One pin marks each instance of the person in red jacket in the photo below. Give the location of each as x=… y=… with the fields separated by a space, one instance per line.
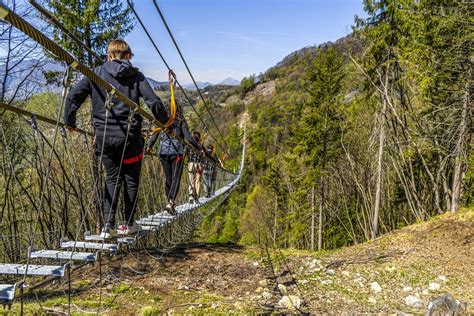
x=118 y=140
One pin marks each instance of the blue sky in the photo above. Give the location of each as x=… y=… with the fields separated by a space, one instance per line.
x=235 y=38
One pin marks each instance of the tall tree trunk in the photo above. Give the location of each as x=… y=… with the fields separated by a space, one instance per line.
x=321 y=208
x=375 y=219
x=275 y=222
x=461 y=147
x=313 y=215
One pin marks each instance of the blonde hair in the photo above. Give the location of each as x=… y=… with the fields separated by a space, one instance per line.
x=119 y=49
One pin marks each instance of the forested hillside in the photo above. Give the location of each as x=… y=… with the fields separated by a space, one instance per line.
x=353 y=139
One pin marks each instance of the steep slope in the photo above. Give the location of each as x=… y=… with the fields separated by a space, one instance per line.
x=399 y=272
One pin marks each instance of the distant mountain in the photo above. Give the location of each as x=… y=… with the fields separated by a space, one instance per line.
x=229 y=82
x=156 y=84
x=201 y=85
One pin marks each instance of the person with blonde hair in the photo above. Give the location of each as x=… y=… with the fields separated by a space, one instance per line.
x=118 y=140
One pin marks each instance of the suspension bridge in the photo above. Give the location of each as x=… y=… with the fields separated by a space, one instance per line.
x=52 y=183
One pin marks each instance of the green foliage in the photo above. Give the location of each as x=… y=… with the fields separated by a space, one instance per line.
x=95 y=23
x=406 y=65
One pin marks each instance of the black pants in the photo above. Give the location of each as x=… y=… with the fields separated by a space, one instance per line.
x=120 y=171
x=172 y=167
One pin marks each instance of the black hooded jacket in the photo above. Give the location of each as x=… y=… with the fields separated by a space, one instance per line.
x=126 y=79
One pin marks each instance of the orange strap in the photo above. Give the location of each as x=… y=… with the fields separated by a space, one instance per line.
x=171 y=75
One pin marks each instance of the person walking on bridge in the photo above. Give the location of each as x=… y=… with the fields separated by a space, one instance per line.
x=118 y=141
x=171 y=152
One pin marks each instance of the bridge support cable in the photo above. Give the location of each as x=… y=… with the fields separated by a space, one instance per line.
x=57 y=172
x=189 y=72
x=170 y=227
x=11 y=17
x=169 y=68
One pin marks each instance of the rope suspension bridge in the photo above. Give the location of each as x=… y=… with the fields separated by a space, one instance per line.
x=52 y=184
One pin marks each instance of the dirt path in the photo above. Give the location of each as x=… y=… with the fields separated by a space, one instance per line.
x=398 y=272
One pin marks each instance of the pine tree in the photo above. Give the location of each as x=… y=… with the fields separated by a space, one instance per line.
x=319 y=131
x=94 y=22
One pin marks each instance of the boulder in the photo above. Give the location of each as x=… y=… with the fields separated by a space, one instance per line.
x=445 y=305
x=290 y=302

Exercise » Every word of the material above should be copied exactly; no pictures.

Written answer »
One pin marks each instance of the person in red jacket in the photo below. Give the location of each as x=… y=… with the fields separated by a space, one instance per line.
x=118 y=140
One pin marks each instance of the blue sky in the photo above. Give the location of each as x=… y=… with the fields separated by a space, one instance per line.
x=235 y=38
One pin marks each instance of the tall tree trunk in the photo above. Give the location of each as x=… y=… with the fields separated by a space, one instance per line.
x=321 y=208
x=375 y=219
x=275 y=222
x=461 y=147
x=313 y=215
One pin marks each instance of the blonde hair in the photo above. Give the location of each as x=… y=… with the fields separated by a space, one instance per line.
x=119 y=49
One pin marks each instance of the forested hillside in the photo above. Give the location of each as x=… y=… with the fields separated by a space, one instance per line.
x=353 y=139
One pin marks each instance of the steep slope in the photo above. Give the location of each as x=… y=… with the fields separated by a space, one instance per line.
x=399 y=272
One pin marks each instance of the distant mountain in the photo above. Give the location of each as x=… y=… with the fields separated by a space, one instance per line.
x=229 y=82
x=156 y=84
x=201 y=85
One pin marks each instance of the person with blonde hair in the photo above. Give the location of each as x=… y=… with the fields separated by a space, one instance per line.
x=118 y=140
One pin marks each instance of the suspension bridge in the photo above. Give the location of each as x=… y=… with the fields separated by a space, one instance per line.
x=52 y=183
One pin marks each instance of the green foliage in the photo above. Give the location of each as x=… y=… with the fields separated by a space, one instance per line.
x=95 y=23
x=406 y=65
One pin marks each instance of the black pants in the photo above. Give the location of each as x=… y=… with the fields separated by a space, one instance per line.
x=120 y=171
x=172 y=167
One pin marks each instance of the black hooded jacket in the photo above. Give the location of each as x=… y=… with the fields separated by a space, one instance per line.
x=126 y=79
One pin marks each instance of the orange strap in the photo above. Give the location of each as x=… y=… with the fields separated by a space, one instance per line.
x=171 y=75
One pin marks each instance of the person walking on bridge in the photo above. Give the location of each as x=… y=… with the fields separated by a space, one instance per line.
x=118 y=141
x=171 y=152
One pin marks each instance of the bridge support cable in the photo above. Give the location of each as x=… y=… with the fields separated by a space, one instance per line.
x=57 y=172
x=189 y=72
x=170 y=227
x=11 y=17
x=169 y=68
One pin marks each instance of the rope suspension bridge in the photo above. Give the location of each as x=… y=… with the fields separated by a space, one instance per line.
x=52 y=184
One pin marks each instance of the dirt path in the photo above. Give the location of each as x=… y=… with the fields separated by a space, one instance per line.
x=398 y=272
One pin marks each instance of the pine tree in the photo above. Give the location of each as x=… y=… with the fields separated by a space, one instance per line.
x=319 y=131
x=94 y=22
One pin marks each instance of the boulder in the photo above. Give the location of each as x=… y=… with the fields separated by a space, one instance per line.
x=445 y=305
x=290 y=302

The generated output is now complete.